START GIVEN PASSAGE

Do Blackmailers Give Up If You Ignore Them? Featured Image

Do Blackmailers Give Up If You Ignore Them?

A new online acquaintance sent you a strange message claiming to have recorded your recent intimate video chat. They are threatening to share that recording with your friends and family if you do not pay them immediately. In these scary situations, it can be tempting to delete the message and hope the problem goes away—but you are right to wonder: Do blackmailers give up if you ignore them?

The complicated answer is yes and no. Most blackmailers will move on to another victim if you do not respond to their messages. Since replying to them is more likely to escalate the situation than resolve it, we usually recommend not engaging with them directly. However, it is never a good idea to ignore blackmail completely. In the wake of a blackmail threat, you should take actionable steps to preserve evidence, report the perpetrator, and protect your digital footprint.

END GIVEN PASSAGE
START DATA SHOWN

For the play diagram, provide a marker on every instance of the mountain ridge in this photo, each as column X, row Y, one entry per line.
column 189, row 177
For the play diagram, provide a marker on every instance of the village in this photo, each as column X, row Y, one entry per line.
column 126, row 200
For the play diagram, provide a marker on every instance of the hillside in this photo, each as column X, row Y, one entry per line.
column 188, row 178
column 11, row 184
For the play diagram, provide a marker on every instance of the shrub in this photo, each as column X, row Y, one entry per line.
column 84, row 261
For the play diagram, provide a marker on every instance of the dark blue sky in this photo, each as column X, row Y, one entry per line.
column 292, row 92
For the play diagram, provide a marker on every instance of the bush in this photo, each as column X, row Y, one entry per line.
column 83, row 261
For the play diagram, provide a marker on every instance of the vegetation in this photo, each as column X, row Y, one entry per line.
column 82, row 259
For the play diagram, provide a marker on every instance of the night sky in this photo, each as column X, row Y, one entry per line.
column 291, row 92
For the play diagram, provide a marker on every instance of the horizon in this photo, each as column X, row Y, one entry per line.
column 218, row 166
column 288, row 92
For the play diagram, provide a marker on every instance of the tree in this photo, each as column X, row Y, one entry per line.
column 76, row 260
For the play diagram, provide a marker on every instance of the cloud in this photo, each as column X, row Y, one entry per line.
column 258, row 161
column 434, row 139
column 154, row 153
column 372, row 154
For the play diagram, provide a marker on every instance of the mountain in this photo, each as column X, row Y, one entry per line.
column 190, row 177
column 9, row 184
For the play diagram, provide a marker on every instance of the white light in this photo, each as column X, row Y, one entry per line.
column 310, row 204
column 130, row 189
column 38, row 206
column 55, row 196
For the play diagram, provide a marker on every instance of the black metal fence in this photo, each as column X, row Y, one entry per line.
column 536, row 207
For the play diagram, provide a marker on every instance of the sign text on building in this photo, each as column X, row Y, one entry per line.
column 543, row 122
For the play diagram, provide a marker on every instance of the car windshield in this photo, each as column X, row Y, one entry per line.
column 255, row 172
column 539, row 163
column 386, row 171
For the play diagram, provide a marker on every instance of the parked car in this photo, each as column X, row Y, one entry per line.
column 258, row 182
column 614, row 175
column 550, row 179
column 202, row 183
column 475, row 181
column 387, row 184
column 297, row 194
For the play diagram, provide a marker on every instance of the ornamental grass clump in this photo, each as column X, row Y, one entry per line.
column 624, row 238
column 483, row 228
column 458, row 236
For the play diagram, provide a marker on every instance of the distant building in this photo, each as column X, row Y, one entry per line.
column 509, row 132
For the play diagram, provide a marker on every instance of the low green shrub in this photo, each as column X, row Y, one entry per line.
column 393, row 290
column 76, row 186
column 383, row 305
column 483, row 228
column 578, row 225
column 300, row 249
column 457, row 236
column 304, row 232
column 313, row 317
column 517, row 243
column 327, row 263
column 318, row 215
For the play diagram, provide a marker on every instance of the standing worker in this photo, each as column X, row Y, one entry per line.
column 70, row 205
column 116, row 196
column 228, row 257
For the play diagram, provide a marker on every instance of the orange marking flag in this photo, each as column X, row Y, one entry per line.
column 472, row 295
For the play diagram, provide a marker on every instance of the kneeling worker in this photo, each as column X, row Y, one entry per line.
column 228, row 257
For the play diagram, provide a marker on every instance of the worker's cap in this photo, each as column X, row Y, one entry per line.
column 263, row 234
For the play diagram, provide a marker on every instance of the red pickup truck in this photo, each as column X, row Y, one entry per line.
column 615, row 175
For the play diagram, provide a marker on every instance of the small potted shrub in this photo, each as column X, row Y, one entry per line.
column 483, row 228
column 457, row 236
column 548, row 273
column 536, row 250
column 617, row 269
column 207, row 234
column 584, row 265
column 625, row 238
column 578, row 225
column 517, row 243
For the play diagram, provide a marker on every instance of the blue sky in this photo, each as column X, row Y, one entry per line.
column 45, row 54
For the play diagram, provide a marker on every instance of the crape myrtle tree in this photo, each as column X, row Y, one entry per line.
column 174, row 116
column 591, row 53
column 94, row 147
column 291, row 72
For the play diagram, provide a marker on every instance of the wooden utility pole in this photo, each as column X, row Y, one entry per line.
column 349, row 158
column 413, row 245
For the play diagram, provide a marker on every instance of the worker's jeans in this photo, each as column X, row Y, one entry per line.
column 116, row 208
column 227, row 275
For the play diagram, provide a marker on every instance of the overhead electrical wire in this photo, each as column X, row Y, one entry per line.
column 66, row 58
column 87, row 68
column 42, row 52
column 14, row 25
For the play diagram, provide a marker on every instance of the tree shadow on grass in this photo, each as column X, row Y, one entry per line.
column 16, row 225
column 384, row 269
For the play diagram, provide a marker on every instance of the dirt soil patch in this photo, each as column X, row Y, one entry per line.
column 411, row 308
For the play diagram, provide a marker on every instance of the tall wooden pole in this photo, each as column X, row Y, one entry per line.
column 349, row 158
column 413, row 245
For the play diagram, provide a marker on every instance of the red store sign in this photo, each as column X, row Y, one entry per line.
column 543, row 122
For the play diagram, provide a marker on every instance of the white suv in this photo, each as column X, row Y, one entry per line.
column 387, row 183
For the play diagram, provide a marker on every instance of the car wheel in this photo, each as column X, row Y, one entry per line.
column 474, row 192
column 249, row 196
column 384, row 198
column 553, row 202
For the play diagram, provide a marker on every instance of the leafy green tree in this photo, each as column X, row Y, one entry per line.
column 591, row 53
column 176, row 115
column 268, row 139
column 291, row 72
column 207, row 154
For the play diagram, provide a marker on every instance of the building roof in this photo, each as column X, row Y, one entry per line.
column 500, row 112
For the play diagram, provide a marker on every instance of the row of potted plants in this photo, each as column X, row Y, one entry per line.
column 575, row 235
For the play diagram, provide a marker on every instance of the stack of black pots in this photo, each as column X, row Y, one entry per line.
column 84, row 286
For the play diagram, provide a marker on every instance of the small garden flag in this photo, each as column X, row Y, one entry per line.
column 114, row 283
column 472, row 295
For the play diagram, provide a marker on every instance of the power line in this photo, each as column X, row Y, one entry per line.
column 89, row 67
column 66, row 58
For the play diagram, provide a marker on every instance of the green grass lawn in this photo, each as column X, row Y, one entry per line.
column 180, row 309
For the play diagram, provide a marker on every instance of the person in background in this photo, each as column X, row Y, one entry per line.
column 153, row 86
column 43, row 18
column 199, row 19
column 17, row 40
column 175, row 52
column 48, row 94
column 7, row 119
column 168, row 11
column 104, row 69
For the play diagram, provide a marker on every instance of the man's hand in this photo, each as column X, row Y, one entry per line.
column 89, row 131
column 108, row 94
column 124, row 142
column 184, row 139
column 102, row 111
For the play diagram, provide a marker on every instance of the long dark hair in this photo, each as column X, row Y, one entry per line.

END DATA SHOWN

**YOUR GOAL:**
Could you write out everything in the blackmail article from "Do Blackmailers Give Up If You Ignore Them? Featured" down to "wonder: Do blackmailers give up if you ignore them?", switching "video chat" to "phone call"?

**YOUR SOLUTION:**
Do Blackmailers Give Up If You Ignore Them? Featured Image

Do Blackmailers Give Up If You Ignore Them?

A new online acquaintance sent you a strange message claiming to have recorded your recent intimate phone call. They are threatening to share that recording with your friends and family if you do not pay them immediately. In these scary situations, it can be tempting to delete the message and hope the problem goes away—but you are right to wonder: Do blackmailers give up if you ignore them?